__WHAT TO DO__
In the records below, the lines from the one containing "Reviewer note: confirm that each instance of the reflection" through the last are to be reproduced exactly and alone.

__DATASET EXTRACT__
▼
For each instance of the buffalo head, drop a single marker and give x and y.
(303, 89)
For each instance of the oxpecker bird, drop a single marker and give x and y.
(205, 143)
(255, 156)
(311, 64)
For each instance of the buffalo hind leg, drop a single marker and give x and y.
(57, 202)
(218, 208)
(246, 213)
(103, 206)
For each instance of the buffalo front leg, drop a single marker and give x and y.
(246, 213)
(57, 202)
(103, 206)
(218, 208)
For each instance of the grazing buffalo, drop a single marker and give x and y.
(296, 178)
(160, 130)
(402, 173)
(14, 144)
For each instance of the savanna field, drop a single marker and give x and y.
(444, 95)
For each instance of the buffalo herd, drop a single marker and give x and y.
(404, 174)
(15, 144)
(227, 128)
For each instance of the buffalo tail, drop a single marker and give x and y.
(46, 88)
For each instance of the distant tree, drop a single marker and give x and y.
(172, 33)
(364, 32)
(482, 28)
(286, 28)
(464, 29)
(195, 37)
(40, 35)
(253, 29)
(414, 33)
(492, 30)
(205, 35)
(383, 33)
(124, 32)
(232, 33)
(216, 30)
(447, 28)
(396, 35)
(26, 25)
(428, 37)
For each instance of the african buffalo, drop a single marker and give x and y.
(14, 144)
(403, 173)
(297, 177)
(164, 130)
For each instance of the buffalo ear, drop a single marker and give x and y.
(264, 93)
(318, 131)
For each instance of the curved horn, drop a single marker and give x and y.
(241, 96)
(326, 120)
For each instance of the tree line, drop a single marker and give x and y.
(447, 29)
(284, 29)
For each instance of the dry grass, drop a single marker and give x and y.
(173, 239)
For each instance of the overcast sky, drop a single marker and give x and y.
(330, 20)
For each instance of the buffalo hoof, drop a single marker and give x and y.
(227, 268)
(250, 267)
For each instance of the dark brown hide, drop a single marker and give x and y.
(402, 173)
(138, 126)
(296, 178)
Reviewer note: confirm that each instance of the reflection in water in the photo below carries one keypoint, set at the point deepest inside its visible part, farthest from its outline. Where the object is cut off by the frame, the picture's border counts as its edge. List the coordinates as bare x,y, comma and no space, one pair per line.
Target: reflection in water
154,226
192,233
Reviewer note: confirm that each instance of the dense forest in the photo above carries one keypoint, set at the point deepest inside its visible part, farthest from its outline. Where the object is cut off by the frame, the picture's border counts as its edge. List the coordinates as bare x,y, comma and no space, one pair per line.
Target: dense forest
▲
__OUTPUT FOR THIS EXERCISE__
Reviewer note: confirm that each instance of the reflection in water in the photo below carries one keypoint, set at the point deepest inside its visible part, farthest from its outline. Where the object is cut off by the frame, the picture's border counts as its edge. List the coordinates as bare x,y, comma and no space, one pair per line.
Target: reflection in water
154,226
192,233
Reviewer note: confirm that each instance of the dense forest in the photo above carries one keypoint, set at the point deepest inside its visible part, farthest from its outline. Where the object is cut off by the frame, the picture's border counts as its edge. List the coordinates as bare x,y, comma and no space, one pair per line.
Target: dense forest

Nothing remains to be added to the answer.